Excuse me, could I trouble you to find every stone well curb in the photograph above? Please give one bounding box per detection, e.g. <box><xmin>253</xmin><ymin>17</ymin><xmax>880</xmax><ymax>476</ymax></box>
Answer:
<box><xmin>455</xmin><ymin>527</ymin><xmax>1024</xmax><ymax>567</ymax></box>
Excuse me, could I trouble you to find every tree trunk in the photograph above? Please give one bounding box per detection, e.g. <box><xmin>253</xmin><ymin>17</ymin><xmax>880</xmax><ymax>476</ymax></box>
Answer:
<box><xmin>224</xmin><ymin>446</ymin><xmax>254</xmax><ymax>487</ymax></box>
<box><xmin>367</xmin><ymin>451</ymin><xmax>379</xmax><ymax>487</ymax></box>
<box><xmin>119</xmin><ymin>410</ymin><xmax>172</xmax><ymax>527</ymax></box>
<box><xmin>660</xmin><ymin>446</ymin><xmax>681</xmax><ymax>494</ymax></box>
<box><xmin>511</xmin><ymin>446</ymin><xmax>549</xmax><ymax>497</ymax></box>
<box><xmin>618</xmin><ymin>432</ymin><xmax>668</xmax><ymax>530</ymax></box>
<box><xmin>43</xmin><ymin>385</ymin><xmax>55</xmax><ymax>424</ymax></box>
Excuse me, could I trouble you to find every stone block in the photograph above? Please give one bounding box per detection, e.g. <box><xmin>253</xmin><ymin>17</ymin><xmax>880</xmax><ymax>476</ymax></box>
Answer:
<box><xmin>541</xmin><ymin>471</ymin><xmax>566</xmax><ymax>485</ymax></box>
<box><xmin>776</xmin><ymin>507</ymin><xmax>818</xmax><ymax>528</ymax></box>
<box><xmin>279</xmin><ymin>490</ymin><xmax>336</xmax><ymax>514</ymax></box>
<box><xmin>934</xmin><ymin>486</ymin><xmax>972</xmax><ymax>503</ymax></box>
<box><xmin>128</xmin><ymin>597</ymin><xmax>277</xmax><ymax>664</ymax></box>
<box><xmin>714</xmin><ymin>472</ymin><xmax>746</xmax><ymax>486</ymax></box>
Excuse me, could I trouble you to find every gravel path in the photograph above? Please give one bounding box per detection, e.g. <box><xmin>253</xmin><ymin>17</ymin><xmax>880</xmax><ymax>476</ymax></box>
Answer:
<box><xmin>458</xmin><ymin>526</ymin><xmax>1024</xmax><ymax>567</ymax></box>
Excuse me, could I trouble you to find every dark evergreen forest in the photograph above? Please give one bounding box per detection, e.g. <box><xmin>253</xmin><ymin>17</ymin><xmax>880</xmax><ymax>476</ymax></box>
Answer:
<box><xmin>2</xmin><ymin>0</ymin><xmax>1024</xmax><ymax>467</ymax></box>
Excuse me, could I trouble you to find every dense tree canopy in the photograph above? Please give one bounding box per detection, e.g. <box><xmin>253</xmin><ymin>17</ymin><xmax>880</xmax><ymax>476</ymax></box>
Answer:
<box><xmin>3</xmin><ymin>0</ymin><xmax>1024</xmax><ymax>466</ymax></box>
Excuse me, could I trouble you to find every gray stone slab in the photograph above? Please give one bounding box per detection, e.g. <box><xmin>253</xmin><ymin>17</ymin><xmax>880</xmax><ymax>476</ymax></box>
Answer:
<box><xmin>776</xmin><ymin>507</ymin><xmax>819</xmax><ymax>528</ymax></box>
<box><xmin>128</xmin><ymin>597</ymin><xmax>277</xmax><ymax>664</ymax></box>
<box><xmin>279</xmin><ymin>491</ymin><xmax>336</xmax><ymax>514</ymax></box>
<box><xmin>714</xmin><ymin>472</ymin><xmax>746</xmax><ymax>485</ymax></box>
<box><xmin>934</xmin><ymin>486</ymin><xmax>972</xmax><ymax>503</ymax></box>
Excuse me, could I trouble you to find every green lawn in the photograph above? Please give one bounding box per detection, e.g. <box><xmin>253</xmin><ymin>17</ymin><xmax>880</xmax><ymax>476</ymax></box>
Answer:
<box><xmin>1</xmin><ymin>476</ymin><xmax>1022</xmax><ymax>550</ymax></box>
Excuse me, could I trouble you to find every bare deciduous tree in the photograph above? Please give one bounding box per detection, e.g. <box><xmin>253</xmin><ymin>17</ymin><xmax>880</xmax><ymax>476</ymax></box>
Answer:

···

What the task requires — Go through the listing above and write out exactly the lines starting with the one holding "Excuse me, could I trouble you to find every dark" and running through the one holding "Excuse me, could I trouble you to find every green", ends included, and no others.

Answer space —
Excuse me, could I trouble you to find every dark evergreen forest in the photograph above? Please give one bounding box per detection, e.g. <box><xmin>253</xmin><ymin>17</ymin><xmax>880</xmax><ymax>476</ymax></box>
Answer:
<box><xmin>2</xmin><ymin>0</ymin><xmax>1024</xmax><ymax>467</ymax></box>
Excuse me, could I trouble you to find every dense tree canopy in the photograph above? Please give one bounding box per detection, e.g. <box><xmin>253</xmin><ymin>17</ymin><xmax>880</xmax><ymax>476</ymax></box>
Answer:
<box><xmin>3</xmin><ymin>0</ymin><xmax>1024</xmax><ymax>466</ymax></box>
Excuse me, could I trouble you to find every gray stone slab in the photograph above? Please give one bounding box per detection, e.g. <box><xmin>253</xmin><ymin>17</ymin><xmax>880</xmax><ymax>476</ymax></box>
Answer:
<box><xmin>776</xmin><ymin>507</ymin><xmax>819</xmax><ymax>528</ymax></box>
<box><xmin>128</xmin><ymin>597</ymin><xmax>277</xmax><ymax>664</ymax></box>
<box><xmin>279</xmin><ymin>491</ymin><xmax>336</xmax><ymax>514</ymax></box>
<box><xmin>714</xmin><ymin>472</ymin><xmax>746</xmax><ymax>485</ymax></box>
<box><xmin>934</xmin><ymin>486</ymin><xmax>972</xmax><ymax>503</ymax></box>
Excuse me, could I trouble you to find every green lawn in the photograph above? Please give one bounding box per detection, e.g. <box><xmin>253</xmin><ymin>17</ymin><xmax>880</xmax><ymax>476</ymax></box>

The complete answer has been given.